[Goal of the exercise]
Pull out every line below that contains the string "wall", and note that case counts.
-------- Given information
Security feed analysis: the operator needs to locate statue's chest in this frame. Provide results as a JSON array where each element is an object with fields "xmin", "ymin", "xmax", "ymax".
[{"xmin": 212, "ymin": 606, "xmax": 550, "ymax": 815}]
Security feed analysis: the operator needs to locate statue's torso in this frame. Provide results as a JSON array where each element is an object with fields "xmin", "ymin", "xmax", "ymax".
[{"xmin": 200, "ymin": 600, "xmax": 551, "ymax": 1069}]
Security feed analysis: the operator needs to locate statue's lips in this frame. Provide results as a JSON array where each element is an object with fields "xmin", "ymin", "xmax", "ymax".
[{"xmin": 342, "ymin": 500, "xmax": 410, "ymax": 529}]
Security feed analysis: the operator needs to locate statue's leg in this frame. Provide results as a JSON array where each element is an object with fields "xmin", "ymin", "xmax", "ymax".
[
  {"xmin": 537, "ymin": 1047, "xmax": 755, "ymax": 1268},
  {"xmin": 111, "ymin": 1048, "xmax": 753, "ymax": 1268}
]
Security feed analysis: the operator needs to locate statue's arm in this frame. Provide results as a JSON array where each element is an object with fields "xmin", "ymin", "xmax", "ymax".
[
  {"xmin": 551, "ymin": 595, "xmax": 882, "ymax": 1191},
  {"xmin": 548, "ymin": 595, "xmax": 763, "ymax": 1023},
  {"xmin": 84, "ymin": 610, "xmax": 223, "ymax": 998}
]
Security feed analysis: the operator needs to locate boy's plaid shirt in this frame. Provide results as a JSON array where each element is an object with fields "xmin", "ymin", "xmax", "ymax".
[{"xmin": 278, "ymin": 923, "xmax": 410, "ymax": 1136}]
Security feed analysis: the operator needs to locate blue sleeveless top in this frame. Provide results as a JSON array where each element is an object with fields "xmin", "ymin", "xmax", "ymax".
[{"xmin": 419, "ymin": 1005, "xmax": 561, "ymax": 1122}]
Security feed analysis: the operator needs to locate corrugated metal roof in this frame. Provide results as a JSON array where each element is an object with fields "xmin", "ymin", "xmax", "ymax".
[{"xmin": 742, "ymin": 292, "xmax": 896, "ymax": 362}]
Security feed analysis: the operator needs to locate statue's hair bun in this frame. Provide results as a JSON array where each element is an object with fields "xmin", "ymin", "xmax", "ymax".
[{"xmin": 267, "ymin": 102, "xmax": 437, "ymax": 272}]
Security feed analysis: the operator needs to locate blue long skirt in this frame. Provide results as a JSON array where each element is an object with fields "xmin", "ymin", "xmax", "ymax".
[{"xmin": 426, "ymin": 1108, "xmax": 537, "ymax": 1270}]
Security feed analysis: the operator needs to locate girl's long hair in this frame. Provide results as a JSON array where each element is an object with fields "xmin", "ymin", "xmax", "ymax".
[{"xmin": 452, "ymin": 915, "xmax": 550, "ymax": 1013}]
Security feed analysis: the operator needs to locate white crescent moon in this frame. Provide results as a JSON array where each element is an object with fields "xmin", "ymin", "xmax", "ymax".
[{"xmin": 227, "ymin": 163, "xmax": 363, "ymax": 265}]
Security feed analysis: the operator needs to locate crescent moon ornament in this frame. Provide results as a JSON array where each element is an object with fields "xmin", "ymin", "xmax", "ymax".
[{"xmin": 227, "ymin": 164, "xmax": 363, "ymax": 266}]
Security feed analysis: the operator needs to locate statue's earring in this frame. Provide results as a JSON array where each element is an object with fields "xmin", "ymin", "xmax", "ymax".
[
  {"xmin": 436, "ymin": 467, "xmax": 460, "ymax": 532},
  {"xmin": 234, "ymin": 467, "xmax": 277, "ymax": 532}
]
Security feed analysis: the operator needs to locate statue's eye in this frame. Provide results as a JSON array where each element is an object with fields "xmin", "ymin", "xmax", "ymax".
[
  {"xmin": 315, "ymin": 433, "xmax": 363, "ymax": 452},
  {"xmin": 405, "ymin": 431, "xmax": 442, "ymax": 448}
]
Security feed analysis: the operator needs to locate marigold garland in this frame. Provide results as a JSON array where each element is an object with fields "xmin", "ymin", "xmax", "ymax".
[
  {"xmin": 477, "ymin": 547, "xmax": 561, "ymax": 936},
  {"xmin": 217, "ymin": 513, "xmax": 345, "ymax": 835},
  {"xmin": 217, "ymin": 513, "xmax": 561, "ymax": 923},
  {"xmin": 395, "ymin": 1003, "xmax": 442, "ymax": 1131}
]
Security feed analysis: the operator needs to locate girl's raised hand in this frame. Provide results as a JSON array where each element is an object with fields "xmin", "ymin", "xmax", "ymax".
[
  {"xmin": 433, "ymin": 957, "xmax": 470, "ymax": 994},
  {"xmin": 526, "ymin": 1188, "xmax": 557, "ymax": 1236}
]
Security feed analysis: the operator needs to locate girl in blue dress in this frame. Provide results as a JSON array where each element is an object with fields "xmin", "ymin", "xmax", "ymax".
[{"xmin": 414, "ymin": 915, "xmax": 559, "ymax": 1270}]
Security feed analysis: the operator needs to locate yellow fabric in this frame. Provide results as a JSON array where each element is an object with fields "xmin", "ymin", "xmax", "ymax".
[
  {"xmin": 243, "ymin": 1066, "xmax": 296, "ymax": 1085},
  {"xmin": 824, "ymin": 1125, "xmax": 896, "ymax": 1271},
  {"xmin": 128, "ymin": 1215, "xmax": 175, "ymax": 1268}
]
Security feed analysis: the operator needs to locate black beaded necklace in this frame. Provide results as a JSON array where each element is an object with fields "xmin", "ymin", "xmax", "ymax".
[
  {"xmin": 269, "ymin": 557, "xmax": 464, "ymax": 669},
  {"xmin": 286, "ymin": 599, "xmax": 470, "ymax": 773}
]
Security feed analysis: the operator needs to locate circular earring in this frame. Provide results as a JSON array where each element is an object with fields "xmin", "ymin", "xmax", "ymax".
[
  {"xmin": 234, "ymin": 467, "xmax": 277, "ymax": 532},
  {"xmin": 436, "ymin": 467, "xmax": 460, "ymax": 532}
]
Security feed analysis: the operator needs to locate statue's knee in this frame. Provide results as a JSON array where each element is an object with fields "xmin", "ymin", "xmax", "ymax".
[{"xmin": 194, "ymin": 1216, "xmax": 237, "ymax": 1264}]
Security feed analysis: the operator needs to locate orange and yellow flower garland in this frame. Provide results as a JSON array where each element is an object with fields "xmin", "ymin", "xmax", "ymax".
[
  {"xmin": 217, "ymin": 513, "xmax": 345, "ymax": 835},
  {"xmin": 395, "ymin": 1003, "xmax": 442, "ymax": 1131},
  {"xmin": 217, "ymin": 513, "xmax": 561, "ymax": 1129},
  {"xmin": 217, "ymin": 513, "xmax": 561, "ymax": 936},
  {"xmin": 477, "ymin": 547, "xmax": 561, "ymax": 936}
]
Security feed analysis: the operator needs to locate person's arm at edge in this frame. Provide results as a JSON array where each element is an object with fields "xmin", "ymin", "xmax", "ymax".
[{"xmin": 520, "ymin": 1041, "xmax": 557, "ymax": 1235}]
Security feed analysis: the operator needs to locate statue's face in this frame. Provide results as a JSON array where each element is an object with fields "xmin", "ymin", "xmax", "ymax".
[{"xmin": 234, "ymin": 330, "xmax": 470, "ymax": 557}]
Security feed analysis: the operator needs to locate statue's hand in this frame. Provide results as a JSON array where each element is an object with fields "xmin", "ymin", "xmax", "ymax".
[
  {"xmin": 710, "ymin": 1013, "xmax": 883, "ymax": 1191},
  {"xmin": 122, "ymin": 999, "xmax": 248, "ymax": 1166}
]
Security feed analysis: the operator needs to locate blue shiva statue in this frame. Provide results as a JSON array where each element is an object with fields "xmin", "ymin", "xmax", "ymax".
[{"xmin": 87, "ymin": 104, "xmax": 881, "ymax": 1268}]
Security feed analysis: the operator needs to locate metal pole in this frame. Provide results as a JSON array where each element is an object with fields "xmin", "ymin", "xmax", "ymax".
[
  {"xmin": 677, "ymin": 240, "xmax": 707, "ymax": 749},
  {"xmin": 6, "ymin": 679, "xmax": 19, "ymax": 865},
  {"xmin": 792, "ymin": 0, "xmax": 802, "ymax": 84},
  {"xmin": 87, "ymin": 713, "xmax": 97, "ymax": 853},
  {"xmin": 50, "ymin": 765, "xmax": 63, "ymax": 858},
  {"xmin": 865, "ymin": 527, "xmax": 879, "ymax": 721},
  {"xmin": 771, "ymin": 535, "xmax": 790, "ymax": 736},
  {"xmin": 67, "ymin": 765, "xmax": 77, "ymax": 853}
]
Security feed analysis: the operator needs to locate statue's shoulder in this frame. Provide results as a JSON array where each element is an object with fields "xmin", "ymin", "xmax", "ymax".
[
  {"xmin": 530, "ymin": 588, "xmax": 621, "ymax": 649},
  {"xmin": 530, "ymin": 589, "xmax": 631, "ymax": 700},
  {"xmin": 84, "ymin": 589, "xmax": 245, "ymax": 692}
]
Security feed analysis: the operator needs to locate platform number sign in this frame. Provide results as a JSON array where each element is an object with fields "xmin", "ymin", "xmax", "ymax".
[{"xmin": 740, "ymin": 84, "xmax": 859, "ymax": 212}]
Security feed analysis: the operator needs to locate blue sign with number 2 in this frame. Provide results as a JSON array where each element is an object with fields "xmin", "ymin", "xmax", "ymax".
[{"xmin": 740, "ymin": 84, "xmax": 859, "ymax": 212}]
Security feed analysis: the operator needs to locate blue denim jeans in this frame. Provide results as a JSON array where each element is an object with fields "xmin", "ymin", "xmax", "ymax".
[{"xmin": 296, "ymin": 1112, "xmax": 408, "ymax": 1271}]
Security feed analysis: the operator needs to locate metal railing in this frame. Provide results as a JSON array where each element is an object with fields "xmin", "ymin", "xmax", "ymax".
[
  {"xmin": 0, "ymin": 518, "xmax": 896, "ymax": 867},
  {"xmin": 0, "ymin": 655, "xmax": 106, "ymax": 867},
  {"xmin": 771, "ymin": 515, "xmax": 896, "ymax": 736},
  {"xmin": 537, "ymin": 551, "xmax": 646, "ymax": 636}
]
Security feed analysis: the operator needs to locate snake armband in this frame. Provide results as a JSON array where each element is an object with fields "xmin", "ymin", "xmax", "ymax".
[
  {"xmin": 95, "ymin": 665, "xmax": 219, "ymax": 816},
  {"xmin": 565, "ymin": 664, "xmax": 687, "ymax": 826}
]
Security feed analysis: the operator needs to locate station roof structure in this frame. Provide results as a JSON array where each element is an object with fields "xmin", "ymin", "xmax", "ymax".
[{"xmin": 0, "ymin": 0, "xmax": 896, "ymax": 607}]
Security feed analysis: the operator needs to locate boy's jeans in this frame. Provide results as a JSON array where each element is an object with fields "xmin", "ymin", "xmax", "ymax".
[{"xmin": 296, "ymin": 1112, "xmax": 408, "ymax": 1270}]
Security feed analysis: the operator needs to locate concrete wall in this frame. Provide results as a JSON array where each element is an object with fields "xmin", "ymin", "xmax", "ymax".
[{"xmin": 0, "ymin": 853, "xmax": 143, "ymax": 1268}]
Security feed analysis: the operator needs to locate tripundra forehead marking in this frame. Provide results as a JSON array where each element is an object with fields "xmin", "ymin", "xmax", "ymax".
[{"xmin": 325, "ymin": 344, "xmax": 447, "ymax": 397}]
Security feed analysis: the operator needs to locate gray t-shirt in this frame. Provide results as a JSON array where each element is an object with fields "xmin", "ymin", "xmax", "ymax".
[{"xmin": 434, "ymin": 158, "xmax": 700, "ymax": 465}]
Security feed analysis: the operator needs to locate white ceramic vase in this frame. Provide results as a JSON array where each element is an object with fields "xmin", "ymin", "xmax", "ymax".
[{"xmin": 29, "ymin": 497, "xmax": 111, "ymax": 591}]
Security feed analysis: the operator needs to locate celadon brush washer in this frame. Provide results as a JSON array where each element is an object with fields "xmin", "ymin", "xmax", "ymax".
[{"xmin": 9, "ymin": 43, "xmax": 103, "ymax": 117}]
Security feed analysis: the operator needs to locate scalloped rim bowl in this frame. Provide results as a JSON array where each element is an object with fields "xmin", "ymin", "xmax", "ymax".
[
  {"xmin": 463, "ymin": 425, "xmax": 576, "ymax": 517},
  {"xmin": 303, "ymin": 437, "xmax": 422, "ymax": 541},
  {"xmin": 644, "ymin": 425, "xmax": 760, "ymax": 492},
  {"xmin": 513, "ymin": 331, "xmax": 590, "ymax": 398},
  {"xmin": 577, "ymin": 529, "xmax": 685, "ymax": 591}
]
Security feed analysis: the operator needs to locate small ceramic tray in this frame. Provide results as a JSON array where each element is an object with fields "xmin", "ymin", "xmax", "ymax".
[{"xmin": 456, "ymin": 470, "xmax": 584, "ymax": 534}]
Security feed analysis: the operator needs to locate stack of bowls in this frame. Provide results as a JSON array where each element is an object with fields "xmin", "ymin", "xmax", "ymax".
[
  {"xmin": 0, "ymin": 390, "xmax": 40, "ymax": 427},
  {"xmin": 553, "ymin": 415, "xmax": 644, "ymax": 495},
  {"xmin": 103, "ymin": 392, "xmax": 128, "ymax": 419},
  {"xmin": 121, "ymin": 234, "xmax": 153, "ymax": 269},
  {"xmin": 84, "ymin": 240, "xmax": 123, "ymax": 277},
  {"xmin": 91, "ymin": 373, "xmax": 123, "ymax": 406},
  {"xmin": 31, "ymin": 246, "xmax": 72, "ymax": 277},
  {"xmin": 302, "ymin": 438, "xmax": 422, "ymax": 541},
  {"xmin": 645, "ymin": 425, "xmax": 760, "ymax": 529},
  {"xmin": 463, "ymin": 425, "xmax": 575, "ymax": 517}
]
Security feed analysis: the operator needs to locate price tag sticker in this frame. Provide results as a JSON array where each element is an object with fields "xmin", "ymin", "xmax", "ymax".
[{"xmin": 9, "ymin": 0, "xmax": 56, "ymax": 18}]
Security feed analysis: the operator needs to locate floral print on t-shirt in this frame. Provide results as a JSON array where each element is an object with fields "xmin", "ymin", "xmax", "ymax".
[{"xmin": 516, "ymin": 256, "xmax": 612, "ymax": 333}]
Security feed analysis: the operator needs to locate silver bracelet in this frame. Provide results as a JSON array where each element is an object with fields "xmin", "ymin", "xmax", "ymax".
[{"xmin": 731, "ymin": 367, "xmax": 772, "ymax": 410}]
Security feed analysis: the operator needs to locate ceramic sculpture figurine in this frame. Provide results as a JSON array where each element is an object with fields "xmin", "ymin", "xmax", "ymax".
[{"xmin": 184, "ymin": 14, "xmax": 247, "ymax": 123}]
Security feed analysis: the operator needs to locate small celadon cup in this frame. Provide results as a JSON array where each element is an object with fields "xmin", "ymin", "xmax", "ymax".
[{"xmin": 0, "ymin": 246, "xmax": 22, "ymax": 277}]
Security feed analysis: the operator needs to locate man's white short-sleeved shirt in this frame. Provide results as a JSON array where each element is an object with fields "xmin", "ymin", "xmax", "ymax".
----------------
[The output]
Security feed analysis: the operator needs to locate concrete wall in this frame. Provide results as a JSON array where each element is an object with fields "xmin", "ymin", "xmax", "ymax".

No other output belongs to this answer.